▶ **Tasks to perform**
A) In the account of Jess's eating disorder, what made food shopping much easier?
B) Extend the account of Jess's eating disorder, picking up after its last sentence.

It puts a big strain on family life and in some ways it is like having a young child again; watching out for them all the time, and to an extent, giving in to them to not cause confrontation.

I am sure that when people think of an eating disorder, they presume that it would just be meal times that would be a challenge. I don’t think people realise that this illness has an impact on every aspect of everyday life. Food shopping, clothes shopping, eating out, family events; the list is never ending as to where the eating disorder makes an appearance.

Food shopping could take a considerable amount of time. Jess was adamant that she would attend these outings, and this was all down to the sense of control she desired over options regarding the selection of food. It was a horrendously frustrating event. Jess would stand staring at products for an incredibly long time to try and make a decision.  Knowing what I know now, this was because she was scrutinizing the multitude of labels on show. She wouldn’t reach out to put a product in the trolley unless she was certain that it complied with the many rules she had felt the need to adhere to. Every time I tried to question her choices, I was hit with a snappy remark and false justification. In the early stages, I was so worried about falling out with her that I just tried to make suggestions, but even then, her moods were so erratic that you could never predict what response you were going to be greeted with. It was only when she started to come back from hospital and we had a definitive meal plan that we had to follow that things got so much easier. She knew what she had to do, and her mindset had completely shifted to become more positive and focused on recovery; that is not to say that everything was smooth sailing!

▶ **Recorded data**

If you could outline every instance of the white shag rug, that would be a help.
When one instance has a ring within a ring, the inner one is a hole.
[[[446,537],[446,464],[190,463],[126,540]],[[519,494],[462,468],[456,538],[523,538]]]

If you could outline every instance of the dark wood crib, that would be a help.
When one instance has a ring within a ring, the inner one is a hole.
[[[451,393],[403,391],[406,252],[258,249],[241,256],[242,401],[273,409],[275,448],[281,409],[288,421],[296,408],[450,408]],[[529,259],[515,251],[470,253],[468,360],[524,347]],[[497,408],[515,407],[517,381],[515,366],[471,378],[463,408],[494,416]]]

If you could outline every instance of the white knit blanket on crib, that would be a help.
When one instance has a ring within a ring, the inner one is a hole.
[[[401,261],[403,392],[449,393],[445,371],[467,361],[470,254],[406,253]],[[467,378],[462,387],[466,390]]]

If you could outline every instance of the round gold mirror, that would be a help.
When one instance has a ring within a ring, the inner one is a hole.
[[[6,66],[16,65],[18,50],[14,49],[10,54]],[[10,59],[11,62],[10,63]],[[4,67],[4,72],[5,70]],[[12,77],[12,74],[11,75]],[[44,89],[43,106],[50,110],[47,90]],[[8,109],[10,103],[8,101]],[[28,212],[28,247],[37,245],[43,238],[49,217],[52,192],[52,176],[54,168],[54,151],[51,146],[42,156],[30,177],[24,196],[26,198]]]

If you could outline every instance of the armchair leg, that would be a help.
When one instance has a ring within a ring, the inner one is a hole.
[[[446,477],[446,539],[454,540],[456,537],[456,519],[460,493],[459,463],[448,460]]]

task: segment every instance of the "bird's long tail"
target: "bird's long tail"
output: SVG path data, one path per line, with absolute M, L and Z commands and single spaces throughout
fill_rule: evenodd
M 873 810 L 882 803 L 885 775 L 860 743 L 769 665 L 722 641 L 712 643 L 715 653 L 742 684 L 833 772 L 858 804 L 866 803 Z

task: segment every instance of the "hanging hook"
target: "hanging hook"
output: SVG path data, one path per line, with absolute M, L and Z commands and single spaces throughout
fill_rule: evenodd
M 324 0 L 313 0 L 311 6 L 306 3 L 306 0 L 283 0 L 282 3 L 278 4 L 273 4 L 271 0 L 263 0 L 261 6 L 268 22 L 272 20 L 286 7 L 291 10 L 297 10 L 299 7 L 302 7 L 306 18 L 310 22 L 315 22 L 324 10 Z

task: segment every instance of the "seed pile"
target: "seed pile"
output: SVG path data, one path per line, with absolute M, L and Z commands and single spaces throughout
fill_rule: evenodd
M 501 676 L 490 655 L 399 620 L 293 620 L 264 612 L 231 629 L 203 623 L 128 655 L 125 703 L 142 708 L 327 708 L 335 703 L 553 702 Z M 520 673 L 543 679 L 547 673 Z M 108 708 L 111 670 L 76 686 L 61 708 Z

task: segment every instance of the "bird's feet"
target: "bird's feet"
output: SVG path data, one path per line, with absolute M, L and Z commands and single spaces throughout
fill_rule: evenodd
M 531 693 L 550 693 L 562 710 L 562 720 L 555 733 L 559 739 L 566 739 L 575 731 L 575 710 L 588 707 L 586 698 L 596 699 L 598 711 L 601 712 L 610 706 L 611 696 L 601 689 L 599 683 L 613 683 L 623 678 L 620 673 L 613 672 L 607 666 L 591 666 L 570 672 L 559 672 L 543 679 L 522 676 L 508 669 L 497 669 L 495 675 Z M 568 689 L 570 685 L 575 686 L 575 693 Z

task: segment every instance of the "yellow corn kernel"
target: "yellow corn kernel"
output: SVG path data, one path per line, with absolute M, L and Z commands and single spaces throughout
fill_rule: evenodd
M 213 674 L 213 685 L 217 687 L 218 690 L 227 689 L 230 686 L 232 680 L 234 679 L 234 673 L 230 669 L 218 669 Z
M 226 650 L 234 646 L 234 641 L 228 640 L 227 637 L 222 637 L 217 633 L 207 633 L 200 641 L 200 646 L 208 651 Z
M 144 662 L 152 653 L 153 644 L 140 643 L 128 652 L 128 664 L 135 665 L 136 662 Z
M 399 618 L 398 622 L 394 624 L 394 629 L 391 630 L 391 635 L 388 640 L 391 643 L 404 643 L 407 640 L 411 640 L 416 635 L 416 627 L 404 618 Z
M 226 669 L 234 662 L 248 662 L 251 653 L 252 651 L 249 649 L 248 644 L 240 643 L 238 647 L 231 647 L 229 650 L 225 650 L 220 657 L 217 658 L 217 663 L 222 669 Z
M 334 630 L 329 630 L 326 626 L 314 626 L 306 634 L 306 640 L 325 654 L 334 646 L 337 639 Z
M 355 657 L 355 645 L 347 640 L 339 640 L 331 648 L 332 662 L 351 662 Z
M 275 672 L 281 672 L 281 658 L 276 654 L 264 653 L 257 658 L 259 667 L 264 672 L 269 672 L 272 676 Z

▶ **Results for each task**
A) Having a definitive meal plan to follow once Jess started to come back from hospital.

B)
In January 2015, Jess started an apprenticeship at a school, and this required the need for suitable clothing. I remember one day we decided to go to Meadowhall to do some shopping, and again this was an extremely distressing venture. I obviously knew Jess had lost a lot of weight but I don’t think either of us expected us to have the problems that we did in finding clothing that fit her petite frame. Jess was adamant that she could still fit in adult clothing, however as we started to search for a pair of black trousers, her current health situation was thrown into perspective. We walked into the changing room with a size 10, but gradually the sizes began decreasing, as I would make several trips back onto the shop floor to retrieve a pair for her to try. It was only when we had exhausted every adult size in every possible style that both Jess and I were hit with a flood of emotion. I had to remain strong, but seeing your then 18 year old daughter having to walk into the childrens’ section of clothing is not something you want to witness. I was convinced that this was going to be the pivotal point in spurring Jess to change her eating habits. However, again, at this point I don’t think any of us were aware of the extensive damage this illness had already done to her mental state.

Jess is home full time now and is making good recovery progress.  I must say that I am so proud of her. I can honestly say that since the day she was given the lifeline of a bed in hospital, she has followed the rules to the letter of the law and done whatever she was told to do.  Because of the rejections that she had along the way she was so grateful of the opportunity to get better and didn’t want to throw this back in anybody’s face and was determined to give it 100%.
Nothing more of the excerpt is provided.